Nothing in the data may be altered; the answer is a verbatim copy of it.

Saved entries:
☆ ☆ ☆

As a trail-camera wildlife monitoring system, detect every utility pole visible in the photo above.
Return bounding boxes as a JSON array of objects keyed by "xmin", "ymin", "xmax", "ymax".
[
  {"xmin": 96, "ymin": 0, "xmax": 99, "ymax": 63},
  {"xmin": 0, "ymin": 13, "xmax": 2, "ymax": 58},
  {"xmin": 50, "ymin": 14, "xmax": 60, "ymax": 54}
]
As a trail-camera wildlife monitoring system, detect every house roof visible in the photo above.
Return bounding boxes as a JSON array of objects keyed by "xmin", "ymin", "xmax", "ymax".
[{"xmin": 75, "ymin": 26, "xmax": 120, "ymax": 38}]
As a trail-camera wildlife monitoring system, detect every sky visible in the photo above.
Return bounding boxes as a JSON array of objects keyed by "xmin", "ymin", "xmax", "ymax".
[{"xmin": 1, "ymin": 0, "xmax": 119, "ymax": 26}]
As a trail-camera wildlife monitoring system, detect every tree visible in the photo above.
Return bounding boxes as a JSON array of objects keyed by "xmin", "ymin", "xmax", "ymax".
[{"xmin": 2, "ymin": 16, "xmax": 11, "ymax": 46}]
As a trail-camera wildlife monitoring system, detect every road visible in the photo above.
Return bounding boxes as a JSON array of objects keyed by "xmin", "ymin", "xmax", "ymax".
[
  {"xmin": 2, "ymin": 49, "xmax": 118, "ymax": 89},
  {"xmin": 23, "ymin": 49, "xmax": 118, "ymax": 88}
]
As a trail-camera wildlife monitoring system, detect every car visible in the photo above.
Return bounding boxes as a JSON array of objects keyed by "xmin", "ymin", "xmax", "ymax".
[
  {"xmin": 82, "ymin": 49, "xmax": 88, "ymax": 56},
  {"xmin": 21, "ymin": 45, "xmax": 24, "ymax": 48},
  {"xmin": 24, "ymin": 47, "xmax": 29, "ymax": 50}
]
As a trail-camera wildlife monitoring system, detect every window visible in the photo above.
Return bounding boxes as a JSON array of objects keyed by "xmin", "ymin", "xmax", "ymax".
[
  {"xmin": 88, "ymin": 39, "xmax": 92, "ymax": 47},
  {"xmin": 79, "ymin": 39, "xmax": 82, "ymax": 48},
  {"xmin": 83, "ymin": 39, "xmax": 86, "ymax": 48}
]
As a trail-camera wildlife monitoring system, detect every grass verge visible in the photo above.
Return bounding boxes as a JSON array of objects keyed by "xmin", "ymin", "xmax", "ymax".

☆ ☆ ☆

[REPLY]
As a trail-camera wildlife monitoring system, detect every utility pole visible in the photo above.
Return bounding boxes as a JSON array of objects keyed by "xmin", "ymin", "xmax", "ymax".
[
  {"xmin": 96, "ymin": 0, "xmax": 99, "ymax": 63},
  {"xmin": 0, "ymin": 13, "xmax": 2, "ymax": 58},
  {"xmin": 50, "ymin": 14, "xmax": 60, "ymax": 54}
]
As a trail-camera wildlife monitoring system, detect every house roof visible in the photo above.
Return bounding boxes as a JSON array of objects keyed by "xmin", "ymin", "xmax", "ymax".
[{"xmin": 75, "ymin": 26, "xmax": 120, "ymax": 38}]
As a trail-camera wildlife monitoring system, detect every sky visible in the photo above.
Return bounding boxes as a JSON array of objects keyed by "xmin", "ymin", "xmax", "ymax".
[{"xmin": 1, "ymin": 0, "xmax": 119, "ymax": 26}]
As a trail-camera wildlife monitoring system, detect every tree visible in the photo above.
Return bounding boxes as a JSON array of objects keyed by "xmin", "ymin", "xmax", "ymax".
[{"xmin": 2, "ymin": 16, "xmax": 11, "ymax": 46}]
As a trail-camera wildlife monitoring system, detect every road visible in the photo above.
Return bounding boxes as a JSON array of objects keyed by "xmin", "ymin", "xmax", "ymax".
[
  {"xmin": 2, "ymin": 49, "xmax": 118, "ymax": 89},
  {"xmin": 23, "ymin": 49, "xmax": 118, "ymax": 88}
]
As a trail-camera wildlife monitoring system, detect every car visible in the photo above.
Return bounding boxes as a JSON array of objects keyed by "xmin", "ymin", "xmax", "ymax".
[
  {"xmin": 82, "ymin": 49, "xmax": 88, "ymax": 56},
  {"xmin": 21, "ymin": 45, "xmax": 24, "ymax": 48},
  {"xmin": 24, "ymin": 47, "xmax": 29, "ymax": 50}
]
As a trail-camera wildlife monitoring system, detect every window visible in the photo above.
Return bounding boxes as a JSON array of objects keyed by "xmin", "ymin", "xmax", "ymax".
[
  {"xmin": 88, "ymin": 39, "xmax": 92, "ymax": 47},
  {"xmin": 79, "ymin": 39, "xmax": 82, "ymax": 48},
  {"xmin": 83, "ymin": 39, "xmax": 86, "ymax": 48}
]
As a trail-camera wildlife monitoring system, detect every grass verge visible in the photo above.
Return bounding boxes as a JSON array of objects keyed by "xmin", "ymin", "xmax", "ymax".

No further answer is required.